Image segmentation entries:
- - - - - - -

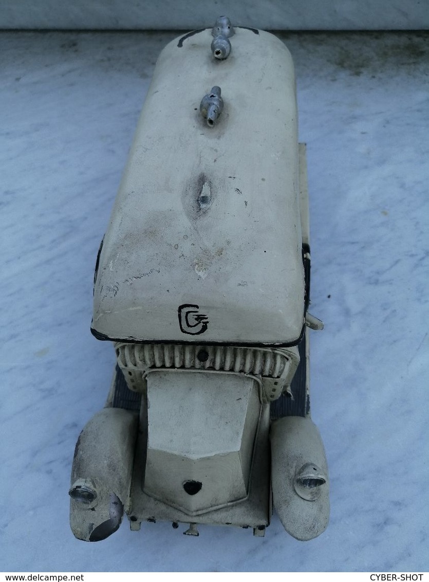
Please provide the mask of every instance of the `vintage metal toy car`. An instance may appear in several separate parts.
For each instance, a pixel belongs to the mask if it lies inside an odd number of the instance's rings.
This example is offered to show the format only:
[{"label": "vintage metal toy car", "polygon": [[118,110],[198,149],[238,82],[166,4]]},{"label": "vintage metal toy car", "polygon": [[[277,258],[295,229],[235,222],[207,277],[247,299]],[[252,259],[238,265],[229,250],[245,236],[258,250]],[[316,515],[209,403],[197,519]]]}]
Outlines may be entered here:
[{"label": "vintage metal toy car", "polygon": [[132,530],[263,535],[273,506],[298,540],[324,531],[309,277],[291,55],[221,18],[161,53],[100,248],[92,332],[117,363],[76,445],[76,537],[104,539],[124,512]]}]

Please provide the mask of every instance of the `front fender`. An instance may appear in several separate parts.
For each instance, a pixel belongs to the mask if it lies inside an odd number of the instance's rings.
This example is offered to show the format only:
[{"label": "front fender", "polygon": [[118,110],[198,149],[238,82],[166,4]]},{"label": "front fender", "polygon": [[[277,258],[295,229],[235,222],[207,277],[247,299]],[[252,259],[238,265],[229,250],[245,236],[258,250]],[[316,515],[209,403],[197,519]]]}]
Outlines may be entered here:
[{"label": "front fender", "polygon": [[95,414],[80,434],[72,469],[70,523],[79,540],[117,530],[130,492],[138,417],[119,408]]},{"label": "front fender", "polygon": [[286,531],[302,541],[329,521],[329,480],[319,431],[310,418],[288,416],[271,427],[273,503]]}]

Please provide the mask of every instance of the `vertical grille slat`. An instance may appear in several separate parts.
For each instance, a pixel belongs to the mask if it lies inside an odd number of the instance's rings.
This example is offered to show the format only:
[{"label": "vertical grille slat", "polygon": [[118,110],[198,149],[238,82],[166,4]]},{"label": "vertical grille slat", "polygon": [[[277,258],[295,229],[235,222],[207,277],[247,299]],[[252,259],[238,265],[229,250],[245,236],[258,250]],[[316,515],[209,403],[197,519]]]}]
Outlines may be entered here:
[{"label": "vertical grille slat", "polygon": [[[231,346],[118,343],[115,350],[120,367],[130,370],[194,368],[280,378],[289,361],[278,351]],[[199,356],[201,352],[208,354],[206,359]]]}]

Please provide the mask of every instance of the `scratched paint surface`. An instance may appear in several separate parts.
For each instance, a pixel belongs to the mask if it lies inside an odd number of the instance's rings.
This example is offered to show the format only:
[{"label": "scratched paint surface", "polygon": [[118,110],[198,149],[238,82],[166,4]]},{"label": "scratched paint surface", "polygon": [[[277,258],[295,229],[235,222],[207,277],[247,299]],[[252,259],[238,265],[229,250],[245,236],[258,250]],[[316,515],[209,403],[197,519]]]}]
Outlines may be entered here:
[{"label": "scratched paint surface", "polygon": [[312,399],[331,480],[326,532],[303,544],[276,516],[263,540],[125,522],[94,545],[70,531],[74,445],[114,361],[89,331],[95,258],[156,56],[176,36],[0,37],[2,567],[427,570],[429,77],[419,34],[283,37],[308,144],[310,311],[326,324],[312,335]]}]

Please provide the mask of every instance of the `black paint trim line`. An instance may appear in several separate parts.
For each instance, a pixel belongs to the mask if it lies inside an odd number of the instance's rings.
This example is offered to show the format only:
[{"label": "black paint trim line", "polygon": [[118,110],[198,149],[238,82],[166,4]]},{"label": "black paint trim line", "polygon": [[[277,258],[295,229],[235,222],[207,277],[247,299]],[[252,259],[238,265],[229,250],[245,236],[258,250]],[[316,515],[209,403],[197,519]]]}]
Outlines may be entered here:
[{"label": "black paint trim line", "polygon": [[[306,257],[306,255],[308,255]],[[302,262],[304,265],[304,281],[305,282],[305,313],[307,313],[310,305],[310,245],[305,243],[302,245]]]},{"label": "black paint trim line", "polygon": [[237,347],[292,347],[296,346],[301,341],[305,333],[305,323],[302,326],[299,336],[291,342],[202,342],[198,338],[197,342],[185,342],[180,340],[171,339],[137,339],[137,338],[110,338],[105,333],[97,331],[91,325],[91,333],[97,339],[103,342],[120,342],[121,343],[171,343],[177,345],[195,345],[199,346],[233,346]]},{"label": "black paint trim line", "polygon": [[258,29],[251,29],[249,26],[236,26],[235,28],[244,29],[245,30],[250,30],[251,32],[255,33],[255,34],[259,34],[259,31]]},{"label": "black paint trim line", "polygon": [[[250,30],[252,33],[255,33],[255,34],[259,34],[259,31],[257,29],[251,29],[249,26],[236,26],[236,29],[244,29],[245,30]],[[194,34],[199,34],[200,33],[203,32],[206,30],[207,29],[200,29],[199,30],[192,30],[192,32],[188,33],[187,34],[185,34],[181,38],[179,39],[179,41],[177,43],[177,46],[179,48],[181,48],[183,46],[183,43],[187,40],[190,37],[194,36]]]},{"label": "black paint trim line", "polygon": [[184,41],[185,41],[187,38],[189,38],[190,37],[194,36],[194,34],[199,34],[200,33],[203,32],[206,29],[200,29],[199,30],[192,30],[192,32],[188,33],[187,34],[185,34],[184,36],[179,39],[177,46],[179,48],[181,48],[183,46]]},{"label": "black paint trim line", "polygon": [[101,249],[103,248],[103,243],[104,242],[104,236],[101,239],[101,242],[100,243],[100,246],[98,248],[98,253],[97,253],[97,258],[95,261],[95,269],[94,272],[94,287],[92,288],[92,294],[95,294],[95,282],[97,280],[97,274],[98,274],[98,267],[100,264],[100,255],[101,254]]}]

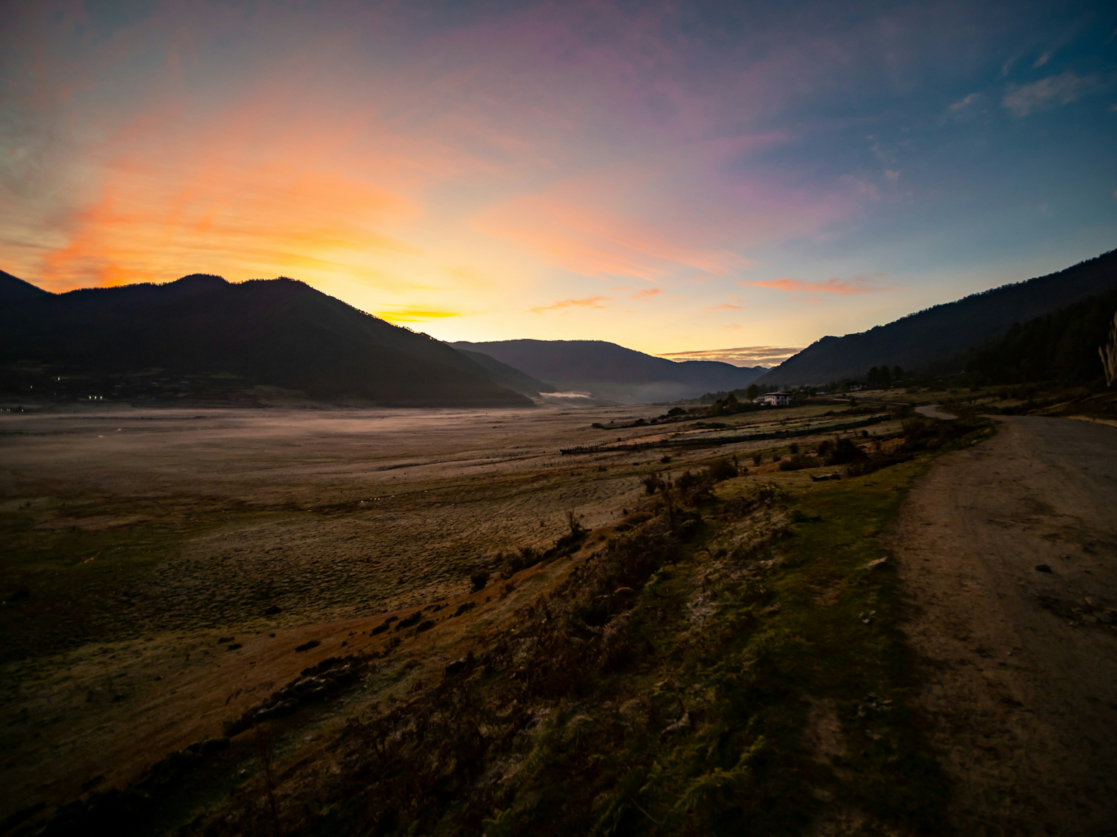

- - - - - - -

Written request.
Which lines of the records above contain the word "grille", where case counts? Report each such line in full.

Worked answer.
Please provide the mask of every instance of the `vertical grille slat`. An instance may appear in several separate parts.
[{"label": "vertical grille slat", "polygon": [[118,110],[198,149],[238,82],[166,4]]},{"label": "vertical grille slat", "polygon": [[[277,258],[295,229],[235,222],[207,277],[247,299]],[[252,259],[238,265],[229,250],[245,236],[258,250]],[[316,515],[209,403],[197,519]]]}]
[{"label": "vertical grille slat", "polygon": [[[231,346],[118,343],[115,350],[120,367],[130,370],[194,368],[280,378],[289,361],[278,351]],[[199,356],[201,352],[208,354],[206,359]]]}]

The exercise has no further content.